## [EXERCISE AIM]
In the review of Murder For Two, rewrite the passage from "By Bill Hirschman" up to and including "unrestrained supreme silliness.", changing "farce" to "slapstick".

## [TEXT EXCERPT]
By Bill Hirschman
As in troubling days in the past, once again farce provides a welcome dose of mindless zaniness that even the real life actors on the world stage cannot not equal. Joining Noises Off, The Play That Goes Wrong and others, add the musical mystery Murder For Two as two gifted clowns cavort at Actors’ Playhouse in a manic mélange of kinetic physical comedy, wacky wordplay and unrestrained supreme silliness.
This spoof of those tweedy English whodunnits (here set in New England) has a forthright young policeman played by one actor and a manse-full of suspects played by the other actor – although both play the piano to accompany the songs and both occasionally play each other’s parts. The batty and punny fun lampoons nearly every hoary cliché in the Agatha Christie canon.
In the hands of director David Arisco and born-too-late vaudevillians Martin Landry (as all the suspects) and Mark Schenfisch (as the sleuth), Murder for Two doesn’t have you roaring with laughter like Noises Off, but it provides a steady fare of guffaws, chuckles, giggles and gentle laughter that gladdens hearts in sore need of them. The scenery chewing, audience interaction, facial pyrotechnics, carefully-calibrated comic bits and joyful goofiness is infectious fun.
Besides, we love any show that repeatedly makes fun of cellphones going off in the audience.
The plot opens with the discovery of the body of novelist Arthur Whitney on the floor during a surprise birthday party. The nearest detective en route is an hour away, so responding officer Marcus Moscowicz leaps at the opportunity, along with his partner, Lou, who is as unseen on stage as the dead body.

## [DATA RECORDS]
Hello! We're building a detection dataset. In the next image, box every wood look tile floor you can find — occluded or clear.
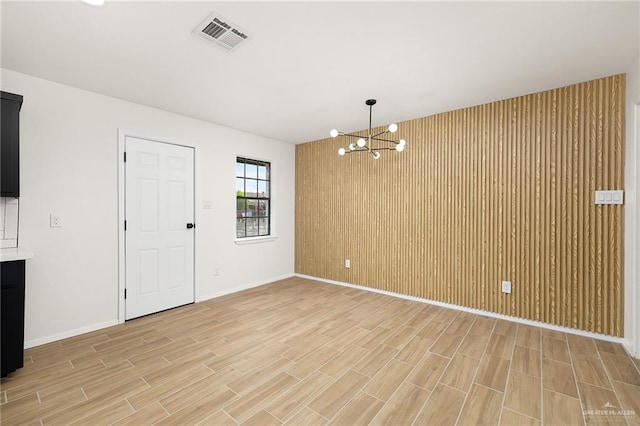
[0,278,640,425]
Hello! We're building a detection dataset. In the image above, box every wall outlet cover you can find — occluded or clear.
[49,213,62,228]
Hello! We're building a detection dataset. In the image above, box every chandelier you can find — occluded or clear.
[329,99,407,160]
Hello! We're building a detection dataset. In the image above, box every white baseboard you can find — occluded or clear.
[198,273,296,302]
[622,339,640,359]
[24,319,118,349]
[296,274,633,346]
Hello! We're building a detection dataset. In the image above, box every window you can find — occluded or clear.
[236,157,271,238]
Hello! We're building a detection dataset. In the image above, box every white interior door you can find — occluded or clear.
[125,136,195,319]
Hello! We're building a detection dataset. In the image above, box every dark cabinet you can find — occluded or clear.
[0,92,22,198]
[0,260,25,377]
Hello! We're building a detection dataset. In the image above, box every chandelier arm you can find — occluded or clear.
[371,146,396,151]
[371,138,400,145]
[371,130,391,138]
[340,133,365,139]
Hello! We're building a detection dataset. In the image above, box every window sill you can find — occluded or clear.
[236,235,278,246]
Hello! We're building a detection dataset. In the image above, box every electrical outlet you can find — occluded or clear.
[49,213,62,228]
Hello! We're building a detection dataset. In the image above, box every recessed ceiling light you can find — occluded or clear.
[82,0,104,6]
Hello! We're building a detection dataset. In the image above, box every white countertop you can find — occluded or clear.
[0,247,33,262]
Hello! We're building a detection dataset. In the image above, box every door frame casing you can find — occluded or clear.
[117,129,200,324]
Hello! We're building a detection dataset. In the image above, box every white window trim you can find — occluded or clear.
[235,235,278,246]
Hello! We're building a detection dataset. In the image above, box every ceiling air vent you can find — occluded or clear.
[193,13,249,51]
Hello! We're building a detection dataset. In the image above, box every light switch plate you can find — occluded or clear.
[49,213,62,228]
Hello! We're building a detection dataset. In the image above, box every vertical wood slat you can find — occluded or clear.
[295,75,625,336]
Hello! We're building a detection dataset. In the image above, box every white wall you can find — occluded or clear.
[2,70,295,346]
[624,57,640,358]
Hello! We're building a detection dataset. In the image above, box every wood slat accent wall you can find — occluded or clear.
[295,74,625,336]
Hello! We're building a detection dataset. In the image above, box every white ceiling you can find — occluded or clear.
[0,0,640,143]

==

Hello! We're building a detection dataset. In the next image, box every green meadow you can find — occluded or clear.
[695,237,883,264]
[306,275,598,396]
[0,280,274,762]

==

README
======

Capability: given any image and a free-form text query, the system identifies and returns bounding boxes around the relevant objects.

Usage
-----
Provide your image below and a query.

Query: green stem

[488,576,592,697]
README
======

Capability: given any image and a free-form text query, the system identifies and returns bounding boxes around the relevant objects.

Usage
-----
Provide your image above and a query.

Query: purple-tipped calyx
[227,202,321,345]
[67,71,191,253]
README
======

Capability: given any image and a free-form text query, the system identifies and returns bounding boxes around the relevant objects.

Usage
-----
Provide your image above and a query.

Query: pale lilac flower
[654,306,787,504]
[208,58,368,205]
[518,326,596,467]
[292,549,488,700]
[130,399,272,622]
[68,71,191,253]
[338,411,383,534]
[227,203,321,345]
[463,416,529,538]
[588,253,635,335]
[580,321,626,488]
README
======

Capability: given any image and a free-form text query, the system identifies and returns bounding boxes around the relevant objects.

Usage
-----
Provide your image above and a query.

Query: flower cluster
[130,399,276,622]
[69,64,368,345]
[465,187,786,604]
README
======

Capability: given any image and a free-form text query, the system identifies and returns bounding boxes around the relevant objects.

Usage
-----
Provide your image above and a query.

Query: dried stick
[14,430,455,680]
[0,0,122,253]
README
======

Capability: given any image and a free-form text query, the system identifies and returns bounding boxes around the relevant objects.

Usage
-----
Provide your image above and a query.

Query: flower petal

## [ANSWER BELOW]
By Bill Hirschman
As in troubling days in the past, once again slapstick provides a welcome dose of mindless zaniness that even the real life actors on the world stage cannot not equal. Joining Noises Off, The Play That Goes Wrong and others, add the musical mystery Murder For Two as two gifted clowns cavort at Actors’ Playhouse in a manic mélange of kinetic physical comedy, wacky wordplay and unrestrained supreme silliness.